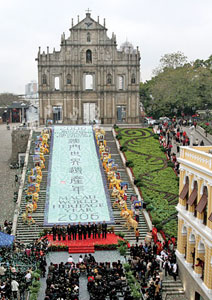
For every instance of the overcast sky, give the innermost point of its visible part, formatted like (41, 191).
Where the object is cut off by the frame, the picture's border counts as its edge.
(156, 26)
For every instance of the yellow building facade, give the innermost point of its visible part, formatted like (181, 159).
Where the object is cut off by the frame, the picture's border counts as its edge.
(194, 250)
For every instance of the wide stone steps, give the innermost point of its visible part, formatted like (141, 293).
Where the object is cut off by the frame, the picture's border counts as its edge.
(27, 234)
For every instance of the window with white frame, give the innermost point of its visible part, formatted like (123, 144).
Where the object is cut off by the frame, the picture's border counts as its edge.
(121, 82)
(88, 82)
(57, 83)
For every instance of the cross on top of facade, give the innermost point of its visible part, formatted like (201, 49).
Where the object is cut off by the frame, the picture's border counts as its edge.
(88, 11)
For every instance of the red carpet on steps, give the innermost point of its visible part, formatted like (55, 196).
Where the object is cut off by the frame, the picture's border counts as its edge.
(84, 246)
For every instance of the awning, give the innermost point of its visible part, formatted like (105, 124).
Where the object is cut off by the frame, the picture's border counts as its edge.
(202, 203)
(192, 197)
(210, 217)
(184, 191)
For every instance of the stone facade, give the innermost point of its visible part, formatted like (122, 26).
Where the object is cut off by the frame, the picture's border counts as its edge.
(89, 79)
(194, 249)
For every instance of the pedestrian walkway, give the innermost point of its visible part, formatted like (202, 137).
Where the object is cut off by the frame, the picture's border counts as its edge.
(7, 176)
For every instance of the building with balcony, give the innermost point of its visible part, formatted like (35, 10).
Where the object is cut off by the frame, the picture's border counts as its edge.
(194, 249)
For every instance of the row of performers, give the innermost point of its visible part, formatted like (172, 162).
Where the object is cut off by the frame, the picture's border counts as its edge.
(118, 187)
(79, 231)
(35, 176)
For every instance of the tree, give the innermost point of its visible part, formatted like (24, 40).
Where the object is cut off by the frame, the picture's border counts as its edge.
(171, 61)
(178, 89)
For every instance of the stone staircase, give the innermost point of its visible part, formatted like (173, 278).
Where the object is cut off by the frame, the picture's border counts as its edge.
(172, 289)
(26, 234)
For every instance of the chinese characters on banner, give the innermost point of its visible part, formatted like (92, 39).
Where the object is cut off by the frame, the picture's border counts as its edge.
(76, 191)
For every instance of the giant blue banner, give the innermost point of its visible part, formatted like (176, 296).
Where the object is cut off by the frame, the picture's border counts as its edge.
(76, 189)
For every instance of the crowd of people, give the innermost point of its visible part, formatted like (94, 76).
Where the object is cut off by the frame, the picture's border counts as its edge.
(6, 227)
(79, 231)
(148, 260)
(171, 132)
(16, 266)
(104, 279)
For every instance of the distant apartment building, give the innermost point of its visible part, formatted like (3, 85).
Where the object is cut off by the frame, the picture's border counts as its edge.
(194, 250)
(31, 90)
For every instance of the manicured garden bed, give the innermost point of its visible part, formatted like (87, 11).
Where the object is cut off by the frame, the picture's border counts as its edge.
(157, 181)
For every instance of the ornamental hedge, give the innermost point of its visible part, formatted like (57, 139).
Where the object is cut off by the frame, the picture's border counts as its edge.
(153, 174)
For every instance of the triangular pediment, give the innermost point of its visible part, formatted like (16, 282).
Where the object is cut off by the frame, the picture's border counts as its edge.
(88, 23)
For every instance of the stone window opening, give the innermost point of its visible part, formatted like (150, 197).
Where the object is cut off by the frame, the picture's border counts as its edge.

-----

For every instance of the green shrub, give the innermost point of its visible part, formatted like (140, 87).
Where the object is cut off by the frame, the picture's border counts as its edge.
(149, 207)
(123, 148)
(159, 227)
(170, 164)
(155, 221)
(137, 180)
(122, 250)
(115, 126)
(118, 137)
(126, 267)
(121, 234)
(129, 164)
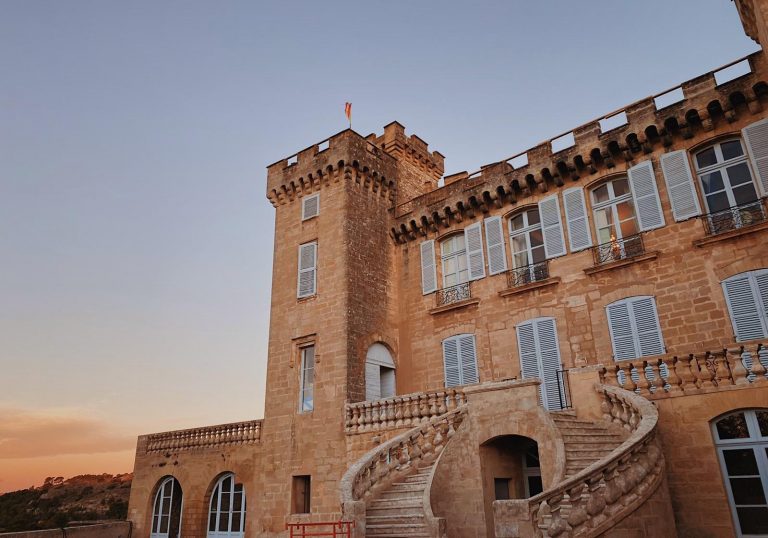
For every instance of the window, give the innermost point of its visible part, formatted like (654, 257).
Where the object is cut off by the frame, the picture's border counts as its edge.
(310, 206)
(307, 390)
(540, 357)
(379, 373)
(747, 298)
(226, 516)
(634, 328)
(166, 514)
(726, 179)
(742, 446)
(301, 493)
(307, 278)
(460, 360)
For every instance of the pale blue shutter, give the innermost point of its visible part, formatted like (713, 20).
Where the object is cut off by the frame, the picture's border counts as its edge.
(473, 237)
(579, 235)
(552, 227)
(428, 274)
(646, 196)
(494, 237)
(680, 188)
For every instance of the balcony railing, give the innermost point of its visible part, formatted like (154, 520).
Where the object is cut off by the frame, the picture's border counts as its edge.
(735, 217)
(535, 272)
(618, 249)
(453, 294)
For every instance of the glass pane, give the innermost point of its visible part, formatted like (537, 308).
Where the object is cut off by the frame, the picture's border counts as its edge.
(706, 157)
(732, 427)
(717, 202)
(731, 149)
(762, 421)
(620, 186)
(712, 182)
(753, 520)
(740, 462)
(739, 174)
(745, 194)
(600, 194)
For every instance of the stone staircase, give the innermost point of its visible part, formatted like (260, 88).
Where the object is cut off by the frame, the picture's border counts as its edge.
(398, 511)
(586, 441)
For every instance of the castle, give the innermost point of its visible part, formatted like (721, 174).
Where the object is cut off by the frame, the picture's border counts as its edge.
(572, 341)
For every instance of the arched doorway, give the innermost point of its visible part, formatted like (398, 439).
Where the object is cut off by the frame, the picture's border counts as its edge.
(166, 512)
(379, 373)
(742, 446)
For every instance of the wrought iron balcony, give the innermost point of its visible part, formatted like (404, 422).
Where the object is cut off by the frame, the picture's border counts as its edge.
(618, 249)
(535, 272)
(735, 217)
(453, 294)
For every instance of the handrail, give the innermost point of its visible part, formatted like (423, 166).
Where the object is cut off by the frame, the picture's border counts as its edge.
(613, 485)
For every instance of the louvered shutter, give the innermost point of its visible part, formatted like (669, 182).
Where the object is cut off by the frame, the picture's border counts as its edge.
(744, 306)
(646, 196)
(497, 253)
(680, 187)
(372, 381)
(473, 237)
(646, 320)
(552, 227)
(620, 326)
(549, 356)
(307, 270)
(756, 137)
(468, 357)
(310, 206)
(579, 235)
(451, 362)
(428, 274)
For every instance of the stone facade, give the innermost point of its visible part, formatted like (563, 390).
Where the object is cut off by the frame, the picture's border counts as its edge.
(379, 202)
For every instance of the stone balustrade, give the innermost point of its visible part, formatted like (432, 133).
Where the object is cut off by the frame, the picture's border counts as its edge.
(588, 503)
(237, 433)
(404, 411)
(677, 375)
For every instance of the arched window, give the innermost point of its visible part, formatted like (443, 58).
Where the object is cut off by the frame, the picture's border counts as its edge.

-----

• Exercise: Reproduce exactly the entries above, limited to the lines from the one with "like (173, 278)." through the one with "For every instance of the giant", both included.

• Expected answer:
For every instance of the stone staircase, give the innermost point of its visible part, formatted like (173, 278).
Where the object is cut off by the frame, the picture's border counts as its edge.
(172, 289)
(26, 234)
For every instance of the chinese characters on banner, give the innermost point of its visible part, formatted like (92, 39).
Where the object is cut off by the frame, the picture's border counts as its edge.
(76, 191)
For every instance of the giant blue banner, give the innermost point of its visible part, formatted like (176, 296).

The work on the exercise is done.